Saved data entries

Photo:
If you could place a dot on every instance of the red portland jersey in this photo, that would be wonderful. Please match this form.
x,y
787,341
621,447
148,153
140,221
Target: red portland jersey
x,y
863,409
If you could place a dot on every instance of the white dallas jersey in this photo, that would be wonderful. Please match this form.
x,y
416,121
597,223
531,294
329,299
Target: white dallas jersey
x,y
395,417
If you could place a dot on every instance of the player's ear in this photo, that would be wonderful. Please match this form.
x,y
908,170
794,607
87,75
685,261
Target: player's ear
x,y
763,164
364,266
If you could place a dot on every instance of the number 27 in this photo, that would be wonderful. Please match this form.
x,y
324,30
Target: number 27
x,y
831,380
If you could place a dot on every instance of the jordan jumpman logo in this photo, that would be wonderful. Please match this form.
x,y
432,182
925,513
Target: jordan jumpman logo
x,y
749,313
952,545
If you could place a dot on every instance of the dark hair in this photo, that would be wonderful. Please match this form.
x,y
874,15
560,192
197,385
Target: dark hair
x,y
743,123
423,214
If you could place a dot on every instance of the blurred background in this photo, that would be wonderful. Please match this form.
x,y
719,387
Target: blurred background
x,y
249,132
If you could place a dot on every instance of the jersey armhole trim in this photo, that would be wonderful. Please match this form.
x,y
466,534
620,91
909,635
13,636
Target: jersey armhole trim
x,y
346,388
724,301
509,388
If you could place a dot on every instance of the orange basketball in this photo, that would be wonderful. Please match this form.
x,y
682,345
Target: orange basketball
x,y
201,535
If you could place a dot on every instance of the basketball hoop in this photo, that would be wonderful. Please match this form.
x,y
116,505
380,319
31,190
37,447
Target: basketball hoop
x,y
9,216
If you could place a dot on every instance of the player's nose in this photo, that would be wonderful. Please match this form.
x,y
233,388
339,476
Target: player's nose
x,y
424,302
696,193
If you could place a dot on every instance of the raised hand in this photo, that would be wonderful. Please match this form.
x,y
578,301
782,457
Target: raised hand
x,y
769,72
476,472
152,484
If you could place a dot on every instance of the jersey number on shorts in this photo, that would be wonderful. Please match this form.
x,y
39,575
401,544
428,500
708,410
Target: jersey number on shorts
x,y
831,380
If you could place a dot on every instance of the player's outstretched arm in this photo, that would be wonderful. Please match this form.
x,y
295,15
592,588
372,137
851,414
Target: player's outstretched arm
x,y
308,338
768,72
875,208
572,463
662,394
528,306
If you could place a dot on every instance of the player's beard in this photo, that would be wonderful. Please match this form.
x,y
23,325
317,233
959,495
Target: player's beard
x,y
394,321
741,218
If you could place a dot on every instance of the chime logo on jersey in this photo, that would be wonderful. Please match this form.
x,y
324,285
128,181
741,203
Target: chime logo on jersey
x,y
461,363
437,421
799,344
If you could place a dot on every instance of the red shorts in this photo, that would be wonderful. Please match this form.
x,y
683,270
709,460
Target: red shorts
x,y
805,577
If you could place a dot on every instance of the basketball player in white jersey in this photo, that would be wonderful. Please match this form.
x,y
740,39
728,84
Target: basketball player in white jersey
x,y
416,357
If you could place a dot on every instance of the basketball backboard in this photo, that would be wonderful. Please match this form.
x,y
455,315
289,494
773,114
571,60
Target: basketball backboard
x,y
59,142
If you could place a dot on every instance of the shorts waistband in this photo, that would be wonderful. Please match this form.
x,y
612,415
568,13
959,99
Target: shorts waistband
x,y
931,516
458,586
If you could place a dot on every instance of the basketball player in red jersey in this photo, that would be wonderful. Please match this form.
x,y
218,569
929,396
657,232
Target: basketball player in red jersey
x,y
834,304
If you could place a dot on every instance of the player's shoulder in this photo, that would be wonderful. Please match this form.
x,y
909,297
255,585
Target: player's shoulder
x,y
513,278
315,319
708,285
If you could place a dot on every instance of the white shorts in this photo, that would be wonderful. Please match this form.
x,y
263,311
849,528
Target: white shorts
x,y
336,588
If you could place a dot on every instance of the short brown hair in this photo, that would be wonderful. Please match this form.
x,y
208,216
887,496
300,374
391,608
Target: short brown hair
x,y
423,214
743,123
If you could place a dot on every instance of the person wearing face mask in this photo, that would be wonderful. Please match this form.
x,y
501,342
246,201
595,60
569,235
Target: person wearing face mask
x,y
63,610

Exercise requirements
Output the entries exactly. Leave nothing out.

Finished task
Photo:
If you could place a dot on every instance of the red portland jersey in this photo, that would be wonderful. Please match this form.
x,y
787,341
621,447
148,153
140,221
Target: red portland jersey
x,y
863,409
If you could place a dot on every instance of the white dallas jersey in this photo, that would be wonderful. Please match this form.
x,y
416,121
597,223
531,294
329,299
Target: white dallas jersey
x,y
395,417
If you could place a dot on every instance of the player's ear in this photo, that would be wonderful. Please match this form.
x,y
908,170
794,607
87,75
685,261
Target: player's ear
x,y
763,164
364,266
If you could place a dot on every instance of the number 27 in this photo, that would be wonderful. Please match this form.
x,y
324,30
Target: number 27
x,y
831,380
If you could place a dot on every instance of the jordan jumpman logo in this photo, that would be wonderful. Please match this form.
x,y
432,182
925,513
Target: jordan jumpman logo
x,y
749,313
952,545
If you could place a dot on every instance of the dark hair in this photo, that would be wonderful. Please match this form.
x,y
874,15
560,192
197,385
Target: dark hair
x,y
743,123
423,214
If you could place a dot on every instance of the blurred background in this photo, that would be wonderful. Please match this form.
x,y
719,387
Target: blurred background
x,y
249,132
If you could place a dot on every instance of the jersey armhole trim in this photo, that would be wonderful. Please match this form.
x,y
466,534
620,91
909,635
13,636
Target: jersey armhole trim
x,y
346,388
724,301
509,388
If you could place a dot on every instance of the orange basketball in this photo, that would be wonderful. Please match this form.
x,y
682,345
Target: orange basketball
x,y
201,535
If you could place a dot on every instance of the basketball hoop in this photo, that would be wonderful. Please match this form.
x,y
116,505
380,319
31,190
37,447
Target: basketball hoop
x,y
9,216
If you could place a dot on every instance of the player's nose in this photo, that would be wonderful. Please match this form.
x,y
233,388
339,476
Target: player's nose
x,y
424,302
696,193
If you could place a dot on every instance of the raised hand in this photo, that would be wonderful. Please match this form.
x,y
578,301
782,457
Target: raised hand
x,y
769,72
476,472
152,484
If you could place a dot on every instance of the jersey number on shorts in this photo, that would be wonderful. Please match this form.
x,y
39,575
401,544
428,500
708,410
Target: jersey number on shorts
x,y
831,380
If you could place a dot on every instance of the player's outstretched arm in this photo, that would be wonderful. Please match this form.
x,y
295,15
592,588
372,137
851,414
Target: player's outstretched arm
x,y
308,338
768,72
875,208
572,463
662,394
528,306
If you could place a dot on every instance of the player's beard in this photo, that would be wonderful. Please match this form.
x,y
23,325
317,233
959,495
Target: player's beard
x,y
394,321
741,218
If you could place a dot on every instance of the chime logo on jersey in this photo, that would be wonderful. Please match this form.
x,y
324,285
128,181
741,203
Target: chime logo on jersey
x,y
461,363
437,421
799,344
If you could place a dot on every instance of the red shorts in this photo, that would be wonderful. Please match this form.
x,y
683,270
709,460
Target: red shorts
x,y
805,577
If you could place a dot on every instance of the basketball player in white jersey in this photo, that would be wonderful. Please match this form.
x,y
740,39
728,84
Target: basketball player in white jersey
x,y
416,357
If you could place a dot on every instance of the basketball backboard in this photo, that would be wonderful. Please match this form.
x,y
455,315
289,494
773,114
571,60
Target: basketball backboard
x,y
59,142
If you could place a dot on every instance of the shorts waistband in this photo, that would be wonderful. Please match this form.
x,y
612,415
568,13
959,99
Target: shorts waistband
x,y
931,516
458,586
If you could place a dot on every instance of the basketball player in red jersey in this photo, that would be wonderful. Please match this form.
x,y
218,569
929,396
657,232
Target: basketball player in red jersey
x,y
834,304
If you could place a dot on every instance of the player's shoulder in this photo, that would be wonderful. Please match this form.
x,y
909,297
255,585
Target: player's shoulder
x,y
513,278
315,319
708,285
If you could place a dot on every instance of the white shorts in this photo, that would be wonderful. Please match this form.
x,y
263,311
849,528
Target: white shorts
x,y
336,588
If you could place a dot on every instance of the short brown hair in this photo, that would be wonderful. Please match this form.
x,y
208,216
887,496
300,374
391,608
Target: short brown hair
x,y
423,214
743,123
If you could place a dot on every instance of the person wearing face mask in this photo, that would be wonderful. Please match this form.
x,y
501,342
246,201
595,60
569,235
Target: person wearing face mask
x,y
63,610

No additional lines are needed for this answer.